* begin EXTRACTED MATERIAL *

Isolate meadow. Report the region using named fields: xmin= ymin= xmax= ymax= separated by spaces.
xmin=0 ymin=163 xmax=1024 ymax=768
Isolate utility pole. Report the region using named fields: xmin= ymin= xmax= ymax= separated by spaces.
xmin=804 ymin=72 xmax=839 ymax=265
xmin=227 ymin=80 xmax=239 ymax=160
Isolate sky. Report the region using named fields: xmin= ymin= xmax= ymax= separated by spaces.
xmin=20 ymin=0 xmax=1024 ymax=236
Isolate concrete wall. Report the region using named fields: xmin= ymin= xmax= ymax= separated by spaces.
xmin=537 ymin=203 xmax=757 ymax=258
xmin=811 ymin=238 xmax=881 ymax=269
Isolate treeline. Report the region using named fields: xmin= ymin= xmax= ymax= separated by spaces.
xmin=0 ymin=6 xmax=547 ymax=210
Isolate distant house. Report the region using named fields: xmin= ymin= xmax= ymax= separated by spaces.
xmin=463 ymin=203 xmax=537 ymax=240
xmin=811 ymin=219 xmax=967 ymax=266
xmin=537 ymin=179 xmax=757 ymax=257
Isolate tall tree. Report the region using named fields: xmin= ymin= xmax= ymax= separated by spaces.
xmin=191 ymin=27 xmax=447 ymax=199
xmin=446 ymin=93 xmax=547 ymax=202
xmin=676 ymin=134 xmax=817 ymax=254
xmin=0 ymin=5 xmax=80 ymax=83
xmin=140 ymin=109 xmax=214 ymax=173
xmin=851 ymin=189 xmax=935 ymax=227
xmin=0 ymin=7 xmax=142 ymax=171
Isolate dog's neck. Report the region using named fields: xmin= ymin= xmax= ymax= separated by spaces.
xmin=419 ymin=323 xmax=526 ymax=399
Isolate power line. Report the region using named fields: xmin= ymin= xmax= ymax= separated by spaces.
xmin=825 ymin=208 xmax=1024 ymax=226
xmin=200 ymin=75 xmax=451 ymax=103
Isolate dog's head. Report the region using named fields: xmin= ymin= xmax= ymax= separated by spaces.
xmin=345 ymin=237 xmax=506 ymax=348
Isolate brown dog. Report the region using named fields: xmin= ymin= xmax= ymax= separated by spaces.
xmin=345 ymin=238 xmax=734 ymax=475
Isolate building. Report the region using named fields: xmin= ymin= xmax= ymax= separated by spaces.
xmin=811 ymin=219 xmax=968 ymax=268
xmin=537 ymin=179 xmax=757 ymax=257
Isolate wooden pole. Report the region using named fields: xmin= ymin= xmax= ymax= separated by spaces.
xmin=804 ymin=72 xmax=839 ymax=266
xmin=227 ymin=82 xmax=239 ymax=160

* end EXTRACTED MATERIAL *

(AIM OF THE TASK) Can you reproduce the listing, starting at the line containing "Isolate wooden pole." and ending at its final line, keeping each request as is but shifting every coordinate in the answers up by 30?

(WRITTEN SOLUTION)
Isolate wooden pole. Report the region using named fields: xmin= ymin= xmax= ymax= separated by spaces.
xmin=834 ymin=102 xmax=869 ymax=296
xmin=257 ymin=112 xmax=269 ymax=190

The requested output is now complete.